Image point annotation entries:
################
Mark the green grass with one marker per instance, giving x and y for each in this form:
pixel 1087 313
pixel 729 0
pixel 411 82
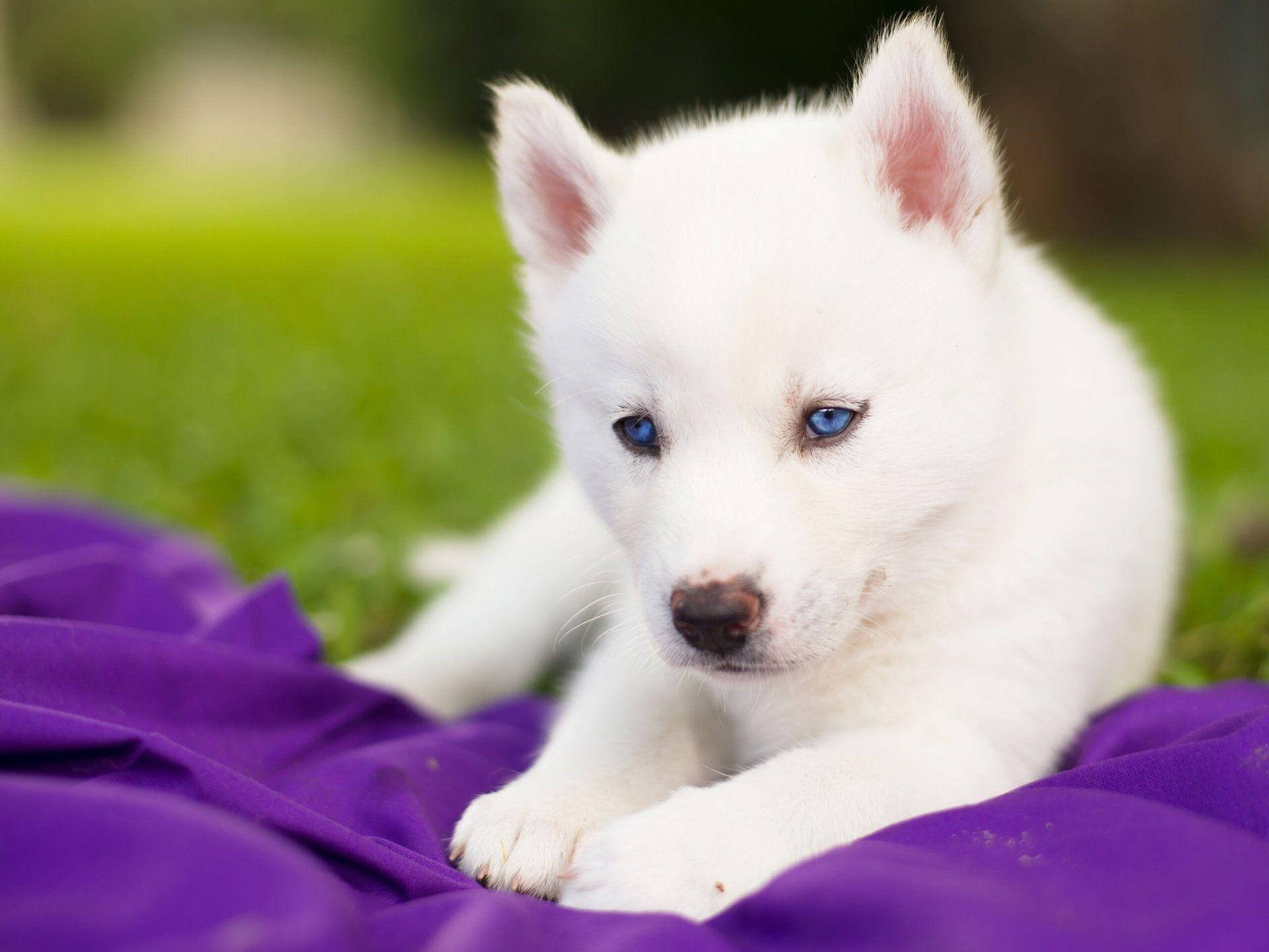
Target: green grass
################
Please rewrite the records above, replacing "green grass" with "lawn grass" everywhere and leaving everything else unchanged, with the pictures left out.

### Reply to the exercise:
Mark the lawn grass with one marker per instance, giving x and y for each in this form:
pixel 1087 313
pixel 729 0
pixel 411 82
Target: lawn grass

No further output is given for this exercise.